Ana Pedrero - Desde la Raya
Será santa
Nos decían que la procesión venía por dentro, pero nunca la imaginamos así, tan a puerta cerrada
No sé si os he contado que mi tierra, que languidece año tras año, resucita cuando el Nazareno toma la Cruz y viene a morir junto a las viejas piedras de la muralla. Que aquí los niños maman la tradición de sus mayores en la cuna y juegan a hacer cofradías, sueñan con su primera procesión, aprenden antes el redoble de los tambores que su primera palabra; antes a echar el paso a la izquierda que a caminar sobre las dos piernas. Que nos damos cuenta de que crecen cuando hay que sacar dos dedos al dobladillo de las túnicas, que las calles se hacen más anchas para que pasen Cristo y su Madre.
Que el corazón, el pulso de mi ciudad, galopa y se desparrama por todos los rincones en el abrazo a los que regresan, en el beso antes de la procesión, en el cántico de la noche, en el rezo antes de arrimar el hombro bajo el paso. Que el tiempo pasa más despacio, que el aire a veces se detiene para acariciar el rostro de nuestras Vírgenes. Que los vivos se mezclan con los muertos. Que el Duero se hace espejo. Que la tierra, el mundo entero cabe entre los brazos de una Cruz.

## Problemas y tareas
• a. Explique, en una a tres oraciones y conforme al texto, por qué las calles se hacen más anchas.
• b. Reproduzca fielmente el pasaje del texto que empieza en "Ana Pedrero - Desde" y acaba en "y su Madre.".
• c. Responda a estas preguntas a partir del texto:
(i) ¿Qué aprenden los niños antes que su primera palabra?
(ii) ¿Junto a qué viene a morir el Nazareno?
(iii) ¿Qué se hace espejo?
Las entradas no hacen falta para resolver estas tareas.

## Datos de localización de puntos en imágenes
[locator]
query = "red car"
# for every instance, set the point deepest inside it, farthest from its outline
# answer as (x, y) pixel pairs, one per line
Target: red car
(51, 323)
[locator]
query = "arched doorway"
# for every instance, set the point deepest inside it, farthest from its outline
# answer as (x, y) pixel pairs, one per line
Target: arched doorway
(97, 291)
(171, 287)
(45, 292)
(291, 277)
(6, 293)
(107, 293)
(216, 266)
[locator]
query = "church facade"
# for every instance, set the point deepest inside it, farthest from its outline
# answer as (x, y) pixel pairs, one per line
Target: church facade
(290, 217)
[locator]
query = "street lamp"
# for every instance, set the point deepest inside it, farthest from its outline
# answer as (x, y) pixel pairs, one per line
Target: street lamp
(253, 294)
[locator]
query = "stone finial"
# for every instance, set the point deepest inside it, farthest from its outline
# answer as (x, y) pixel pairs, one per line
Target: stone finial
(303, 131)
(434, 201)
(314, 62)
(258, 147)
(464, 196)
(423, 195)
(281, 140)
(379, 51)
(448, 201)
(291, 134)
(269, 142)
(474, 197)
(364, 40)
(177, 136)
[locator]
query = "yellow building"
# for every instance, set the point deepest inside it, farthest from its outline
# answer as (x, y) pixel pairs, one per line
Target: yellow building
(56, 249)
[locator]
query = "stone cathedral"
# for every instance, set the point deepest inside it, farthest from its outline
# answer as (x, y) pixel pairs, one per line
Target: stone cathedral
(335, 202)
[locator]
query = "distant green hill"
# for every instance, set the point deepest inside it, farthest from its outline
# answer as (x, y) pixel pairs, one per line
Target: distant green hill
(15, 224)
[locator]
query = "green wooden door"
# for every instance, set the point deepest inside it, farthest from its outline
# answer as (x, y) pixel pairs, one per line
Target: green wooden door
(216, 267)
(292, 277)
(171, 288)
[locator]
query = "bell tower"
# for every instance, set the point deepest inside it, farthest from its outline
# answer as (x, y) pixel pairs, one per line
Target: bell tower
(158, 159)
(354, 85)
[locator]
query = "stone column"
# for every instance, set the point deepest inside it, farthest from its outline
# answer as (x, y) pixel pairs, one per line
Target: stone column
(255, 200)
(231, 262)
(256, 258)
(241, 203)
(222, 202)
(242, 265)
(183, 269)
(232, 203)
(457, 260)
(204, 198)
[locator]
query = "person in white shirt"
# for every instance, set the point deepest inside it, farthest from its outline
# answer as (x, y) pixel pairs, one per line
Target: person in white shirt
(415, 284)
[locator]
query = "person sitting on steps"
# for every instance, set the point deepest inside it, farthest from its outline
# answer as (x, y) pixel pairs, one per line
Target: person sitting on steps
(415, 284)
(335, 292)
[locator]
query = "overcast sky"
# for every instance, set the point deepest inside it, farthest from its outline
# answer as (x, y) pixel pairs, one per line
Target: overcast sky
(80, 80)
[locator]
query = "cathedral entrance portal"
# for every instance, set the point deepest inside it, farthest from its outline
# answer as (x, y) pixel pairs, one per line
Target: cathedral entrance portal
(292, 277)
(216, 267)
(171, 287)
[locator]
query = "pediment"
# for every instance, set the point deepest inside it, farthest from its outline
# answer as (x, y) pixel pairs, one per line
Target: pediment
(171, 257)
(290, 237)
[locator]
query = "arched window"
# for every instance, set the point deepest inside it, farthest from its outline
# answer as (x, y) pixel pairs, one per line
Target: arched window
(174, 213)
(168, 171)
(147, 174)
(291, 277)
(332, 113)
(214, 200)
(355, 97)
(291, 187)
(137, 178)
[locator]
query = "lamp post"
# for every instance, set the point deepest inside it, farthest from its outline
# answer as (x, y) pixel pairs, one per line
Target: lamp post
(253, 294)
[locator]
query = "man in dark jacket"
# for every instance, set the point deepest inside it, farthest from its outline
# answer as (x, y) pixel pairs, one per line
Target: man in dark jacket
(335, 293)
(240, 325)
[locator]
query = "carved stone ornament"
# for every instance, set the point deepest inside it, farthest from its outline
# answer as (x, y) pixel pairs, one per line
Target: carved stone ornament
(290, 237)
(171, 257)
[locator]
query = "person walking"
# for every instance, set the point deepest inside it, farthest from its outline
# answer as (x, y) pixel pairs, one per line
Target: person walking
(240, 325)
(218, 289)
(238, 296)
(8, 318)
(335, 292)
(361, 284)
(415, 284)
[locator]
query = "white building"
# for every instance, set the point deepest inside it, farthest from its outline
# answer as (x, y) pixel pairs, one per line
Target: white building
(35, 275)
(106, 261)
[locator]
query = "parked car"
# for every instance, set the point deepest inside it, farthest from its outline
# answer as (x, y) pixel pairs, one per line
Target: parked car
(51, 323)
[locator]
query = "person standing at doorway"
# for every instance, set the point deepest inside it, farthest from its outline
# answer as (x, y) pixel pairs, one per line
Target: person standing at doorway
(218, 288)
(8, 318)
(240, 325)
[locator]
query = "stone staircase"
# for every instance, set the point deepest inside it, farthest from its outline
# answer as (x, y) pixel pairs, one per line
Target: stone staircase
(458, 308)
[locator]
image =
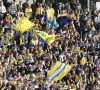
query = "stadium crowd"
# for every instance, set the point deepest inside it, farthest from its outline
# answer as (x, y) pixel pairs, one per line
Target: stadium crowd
(25, 59)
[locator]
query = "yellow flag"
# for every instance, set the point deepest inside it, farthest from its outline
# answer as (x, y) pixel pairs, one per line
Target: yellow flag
(50, 13)
(28, 15)
(83, 61)
(23, 25)
(58, 71)
(47, 38)
(53, 69)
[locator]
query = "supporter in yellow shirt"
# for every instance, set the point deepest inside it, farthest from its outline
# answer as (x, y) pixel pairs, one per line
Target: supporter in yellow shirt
(40, 9)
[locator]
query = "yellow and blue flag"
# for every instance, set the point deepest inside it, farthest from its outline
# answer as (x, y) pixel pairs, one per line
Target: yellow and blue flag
(53, 24)
(50, 13)
(58, 71)
(49, 39)
(23, 25)
(62, 20)
(28, 14)
(90, 34)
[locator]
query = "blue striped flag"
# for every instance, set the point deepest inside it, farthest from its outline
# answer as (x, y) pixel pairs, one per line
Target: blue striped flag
(58, 71)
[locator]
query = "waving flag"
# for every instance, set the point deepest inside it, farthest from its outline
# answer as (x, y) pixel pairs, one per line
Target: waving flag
(63, 20)
(90, 34)
(53, 24)
(47, 38)
(50, 13)
(28, 15)
(23, 25)
(58, 71)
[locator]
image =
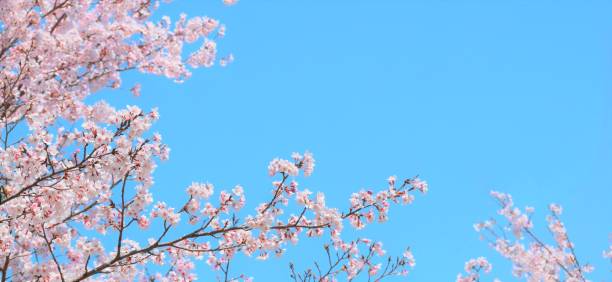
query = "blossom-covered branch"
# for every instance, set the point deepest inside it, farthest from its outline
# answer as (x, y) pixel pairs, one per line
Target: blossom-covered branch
(76, 178)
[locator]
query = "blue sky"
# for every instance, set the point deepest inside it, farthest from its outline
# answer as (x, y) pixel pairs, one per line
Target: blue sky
(471, 95)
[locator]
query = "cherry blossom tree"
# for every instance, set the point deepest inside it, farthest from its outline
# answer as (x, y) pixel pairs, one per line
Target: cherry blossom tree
(76, 178)
(532, 258)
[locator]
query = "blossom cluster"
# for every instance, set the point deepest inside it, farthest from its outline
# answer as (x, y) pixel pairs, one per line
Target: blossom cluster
(531, 257)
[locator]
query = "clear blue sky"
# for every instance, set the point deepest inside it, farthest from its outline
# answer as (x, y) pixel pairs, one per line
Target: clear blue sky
(472, 95)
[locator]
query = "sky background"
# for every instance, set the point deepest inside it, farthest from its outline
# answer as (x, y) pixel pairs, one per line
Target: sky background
(473, 96)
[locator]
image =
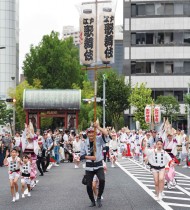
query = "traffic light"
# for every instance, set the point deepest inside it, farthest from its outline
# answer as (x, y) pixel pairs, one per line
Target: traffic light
(9, 100)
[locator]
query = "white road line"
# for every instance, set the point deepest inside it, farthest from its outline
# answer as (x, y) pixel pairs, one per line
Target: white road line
(178, 204)
(176, 198)
(172, 192)
(147, 190)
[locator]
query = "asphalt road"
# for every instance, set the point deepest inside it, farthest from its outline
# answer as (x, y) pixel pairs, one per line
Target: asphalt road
(61, 189)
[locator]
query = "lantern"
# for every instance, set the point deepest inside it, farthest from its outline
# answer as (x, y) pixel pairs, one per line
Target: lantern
(87, 37)
(157, 115)
(148, 114)
(106, 34)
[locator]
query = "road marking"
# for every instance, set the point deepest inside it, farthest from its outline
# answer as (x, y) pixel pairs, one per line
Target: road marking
(178, 204)
(147, 190)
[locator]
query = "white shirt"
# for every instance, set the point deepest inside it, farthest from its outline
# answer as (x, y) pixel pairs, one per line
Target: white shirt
(157, 158)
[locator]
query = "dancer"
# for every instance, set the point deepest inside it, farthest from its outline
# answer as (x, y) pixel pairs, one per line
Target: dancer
(13, 162)
(158, 159)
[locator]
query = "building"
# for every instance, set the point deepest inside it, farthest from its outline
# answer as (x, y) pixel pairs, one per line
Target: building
(70, 31)
(157, 46)
(9, 38)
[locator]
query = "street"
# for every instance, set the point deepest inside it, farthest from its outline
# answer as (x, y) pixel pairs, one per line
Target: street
(61, 188)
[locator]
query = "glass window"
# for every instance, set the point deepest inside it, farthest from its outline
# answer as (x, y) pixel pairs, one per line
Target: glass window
(168, 39)
(160, 38)
(159, 67)
(169, 9)
(178, 67)
(150, 9)
(187, 66)
(133, 39)
(133, 10)
(168, 68)
(141, 9)
(178, 37)
(187, 37)
(159, 9)
(178, 9)
(140, 38)
(178, 95)
(150, 38)
(186, 9)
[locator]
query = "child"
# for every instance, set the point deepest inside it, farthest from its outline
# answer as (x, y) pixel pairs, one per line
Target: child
(25, 176)
(13, 163)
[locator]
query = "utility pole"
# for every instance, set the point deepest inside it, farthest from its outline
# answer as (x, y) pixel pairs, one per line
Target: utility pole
(104, 100)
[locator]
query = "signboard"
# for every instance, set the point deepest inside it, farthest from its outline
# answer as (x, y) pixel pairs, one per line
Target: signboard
(87, 37)
(148, 114)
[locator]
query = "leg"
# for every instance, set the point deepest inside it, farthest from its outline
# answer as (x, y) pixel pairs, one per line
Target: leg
(90, 176)
(161, 180)
(156, 182)
(101, 177)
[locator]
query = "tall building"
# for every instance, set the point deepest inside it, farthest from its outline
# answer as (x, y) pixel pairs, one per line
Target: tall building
(157, 46)
(70, 31)
(9, 38)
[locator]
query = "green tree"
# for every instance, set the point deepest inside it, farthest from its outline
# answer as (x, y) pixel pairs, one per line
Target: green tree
(117, 95)
(140, 97)
(169, 106)
(55, 62)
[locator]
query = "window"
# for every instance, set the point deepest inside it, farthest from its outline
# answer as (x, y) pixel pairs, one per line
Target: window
(133, 39)
(140, 38)
(178, 9)
(168, 68)
(169, 9)
(150, 38)
(168, 39)
(159, 67)
(160, 38)
(141, 10)
(187, 37)
(178, 37)
(159, 9)
(186, 9)
(178, 95)
(187, 66)
(150, 9)
(178, 67)
(133, 10)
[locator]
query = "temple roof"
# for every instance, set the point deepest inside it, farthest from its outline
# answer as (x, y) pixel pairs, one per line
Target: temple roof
(52, 99)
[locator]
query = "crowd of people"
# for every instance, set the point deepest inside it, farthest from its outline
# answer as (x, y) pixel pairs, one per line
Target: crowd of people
(25, 153)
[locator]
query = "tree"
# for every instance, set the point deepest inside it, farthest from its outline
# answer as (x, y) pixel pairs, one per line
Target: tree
(140, 97)
(55, 62)
(117, 95)
(169, 106)
(6, 114)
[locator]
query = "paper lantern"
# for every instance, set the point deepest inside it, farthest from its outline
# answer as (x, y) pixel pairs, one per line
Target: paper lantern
(106, 35)
(157, 114)
(148, 111)
(87, 37)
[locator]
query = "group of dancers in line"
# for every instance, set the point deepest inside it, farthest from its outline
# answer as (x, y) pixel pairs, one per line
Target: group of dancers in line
(160, 150)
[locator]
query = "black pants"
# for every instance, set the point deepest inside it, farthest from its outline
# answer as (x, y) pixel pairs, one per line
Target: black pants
(47, 162)
(101, 176)
(41, 165)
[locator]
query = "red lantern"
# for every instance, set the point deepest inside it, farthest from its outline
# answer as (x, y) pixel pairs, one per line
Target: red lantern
(148, 114)
(157, 115)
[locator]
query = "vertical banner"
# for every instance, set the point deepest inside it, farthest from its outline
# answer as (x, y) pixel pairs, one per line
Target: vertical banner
(106, 35)
(157, 114)
(147, 114)
(87, 37)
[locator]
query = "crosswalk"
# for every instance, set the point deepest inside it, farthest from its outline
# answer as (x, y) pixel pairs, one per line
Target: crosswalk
(177, 198)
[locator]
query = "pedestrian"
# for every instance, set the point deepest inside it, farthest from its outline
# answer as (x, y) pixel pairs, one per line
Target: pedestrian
(13, 163)
(91, 151)
(25, 176)
(158, 159)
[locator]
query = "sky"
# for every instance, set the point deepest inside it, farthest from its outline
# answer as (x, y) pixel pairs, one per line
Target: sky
(40, 17)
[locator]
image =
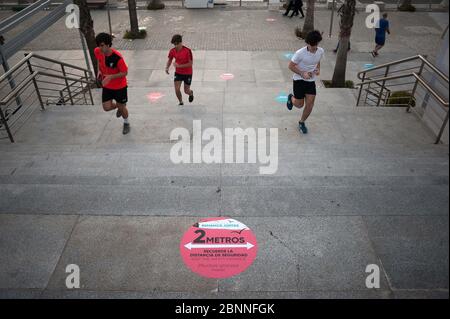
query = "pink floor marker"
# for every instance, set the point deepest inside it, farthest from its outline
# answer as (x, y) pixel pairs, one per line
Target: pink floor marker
(218, 247)
(155, 96)
(227, 76)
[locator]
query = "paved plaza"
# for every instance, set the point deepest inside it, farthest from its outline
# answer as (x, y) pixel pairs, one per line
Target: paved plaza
(364, 186)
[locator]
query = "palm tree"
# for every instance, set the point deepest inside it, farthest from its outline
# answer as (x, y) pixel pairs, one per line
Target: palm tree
(347, 13)
(134, 28)
(87, 29)
(406, 5)
(155, 5)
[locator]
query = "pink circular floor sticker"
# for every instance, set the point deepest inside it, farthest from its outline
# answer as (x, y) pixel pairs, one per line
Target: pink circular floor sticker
(155, 96)
(227, 76)
(218, 247)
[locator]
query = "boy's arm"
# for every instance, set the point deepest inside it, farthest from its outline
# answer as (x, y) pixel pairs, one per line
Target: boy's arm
(317, 70)
(293, 67)
(169, 62)
(186, 65)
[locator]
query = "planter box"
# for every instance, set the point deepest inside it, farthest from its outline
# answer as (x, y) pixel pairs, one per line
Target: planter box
(196, 4)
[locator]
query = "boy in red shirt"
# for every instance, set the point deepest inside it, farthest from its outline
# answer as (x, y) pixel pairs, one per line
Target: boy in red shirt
(112, 71)
(183, 67)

## Respuestas por tarea
• a. Según el texto, las calles se hacen más anchas para que pasen Cristo y su Madre.

• b.
Ana Pedrero - Desde la Raya
Será santa
Nos decían que la procesión venía por dentro, pero nunca la imaginamos así, tan a puerta cerrada
No sé si os he contado que mi tierra, que languidece año tras año, resucita cuando el Nazareno toma la Cruz y viene a morir junto a las viejas piedras de la muralla. Que aquí los niños maman la tradición de sus mayores en la cuna y juegan a hacer cofradías, sueñan con su primera procesión, aprenden antes el redoble de los tambores que su primera palabra; antes a echar el paso a la izquierda que a caminar sobre las dos piernas. Que nos damos cuenta de que crecen cuando hay que sacar dos dedos al dobladillo de las túnicas, que las calles se hacen más anchas para que pasen Cristo y su Madre.

• c.
(i) El redoble de los tambores.
(ii) Junto a las viejas piedras de la muralla.
(iii) El Duero.